*Instrucciones:*
a - En el texto sobre las lagartijas, ¿sobre qué objeto estaba encaramada la lagartija que apareció en casa?
b - Escribe la siguiente parte del texto sobre las lagartijas, empezando justo después de su última oración.

*Fragmento citado:*
-------
THE TOKENS – THE LION SLEEPS TONIGHT

Ya está, ya la tengo, ya ha empezado, algo tardía, la temporada de lagartijas en casa de este verano. Encaramada a una bombona de butano, vivísima por el bochorno la muy taimada, sólo la intuí: amarillo pardo, no demasiado aparatosa, y veloz como el viento, se escondió ante mi presencia en algún lugar del lavadero. La acorralé (si no es grandota me vengo arriba en un arrebato cínico) y rocié insecticida para convertir de nuevo en un problema el noventero agujero de la capa de ozono.

Los que me conocen saben que lo mío con estos reptiles es algo ancestral, o material bueno para Jung o uno de esos. ¿Batallitas? Pues pánico infantil cada estío, porque era seguro que antes de la vuelta al cole me iba a topar con una de ellas en el váter, en la despensa, en el pasillo, bajo la nevera, en la habitación. Imprevisibles y ásperas, me inmovilizaban, me bloqueaban, pese a que todos me decían que eran buena gente, válidas para comerse los mosquitos y mantener la rueda alimenticia del ecosistema.
-------
*Datos del conjunto:*
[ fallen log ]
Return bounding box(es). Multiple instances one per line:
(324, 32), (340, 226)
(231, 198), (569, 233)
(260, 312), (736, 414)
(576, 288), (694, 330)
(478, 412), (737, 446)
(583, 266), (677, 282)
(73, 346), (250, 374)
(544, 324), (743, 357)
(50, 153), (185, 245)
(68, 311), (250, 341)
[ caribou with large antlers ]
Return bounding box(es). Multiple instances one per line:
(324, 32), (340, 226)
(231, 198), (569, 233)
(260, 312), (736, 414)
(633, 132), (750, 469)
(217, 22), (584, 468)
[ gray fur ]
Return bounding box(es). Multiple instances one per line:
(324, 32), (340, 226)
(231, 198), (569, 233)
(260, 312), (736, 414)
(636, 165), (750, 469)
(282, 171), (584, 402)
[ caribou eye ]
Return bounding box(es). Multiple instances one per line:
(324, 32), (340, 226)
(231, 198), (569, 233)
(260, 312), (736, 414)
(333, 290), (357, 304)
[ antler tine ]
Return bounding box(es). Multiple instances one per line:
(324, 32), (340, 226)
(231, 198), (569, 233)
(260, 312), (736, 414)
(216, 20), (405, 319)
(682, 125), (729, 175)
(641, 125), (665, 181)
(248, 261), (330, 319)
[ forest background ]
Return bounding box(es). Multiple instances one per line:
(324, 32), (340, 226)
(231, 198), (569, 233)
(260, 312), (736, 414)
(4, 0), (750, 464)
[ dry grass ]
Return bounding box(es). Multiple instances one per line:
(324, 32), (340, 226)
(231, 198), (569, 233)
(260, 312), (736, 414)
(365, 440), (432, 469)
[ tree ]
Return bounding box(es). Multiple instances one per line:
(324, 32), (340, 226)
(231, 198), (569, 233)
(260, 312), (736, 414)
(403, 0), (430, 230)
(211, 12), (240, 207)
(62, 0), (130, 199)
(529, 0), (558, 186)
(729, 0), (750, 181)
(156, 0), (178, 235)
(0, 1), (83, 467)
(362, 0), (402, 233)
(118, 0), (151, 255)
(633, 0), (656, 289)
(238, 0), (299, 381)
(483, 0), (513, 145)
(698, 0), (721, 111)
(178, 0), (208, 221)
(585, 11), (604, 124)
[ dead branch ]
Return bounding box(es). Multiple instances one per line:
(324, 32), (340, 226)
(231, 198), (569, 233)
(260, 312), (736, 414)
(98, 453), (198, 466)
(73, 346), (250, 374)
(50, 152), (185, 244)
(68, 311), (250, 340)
-------
*Resultados:*
a - Sobre una bombona de butano.

b -
Qué sé yo. Con los años tolero un poco más. Me adapto, como todo el mundo, a que la casa se vuelva un pequeño zoo (aún espero al corzo, eso sí). El otro día vi que llegaban las primeras cucarachas rojas, las americanas, las que se suben a las cosas. No me dan especial aprensión, y por despiste he llegado a pisar alguna con el pie descalzo, sin gran drama. A mí me gustaría tener bichos más amables pero qué se le va a hacer: llego tontorrón y mesiánico a casa y estiro los brazos como Ace Ventura sonando la canción selvática por excelencia. Pero una vez más esto no es Hollywood: en lugar de ardillas y suricatos me vienen las putas salamandras y me amargan la vida.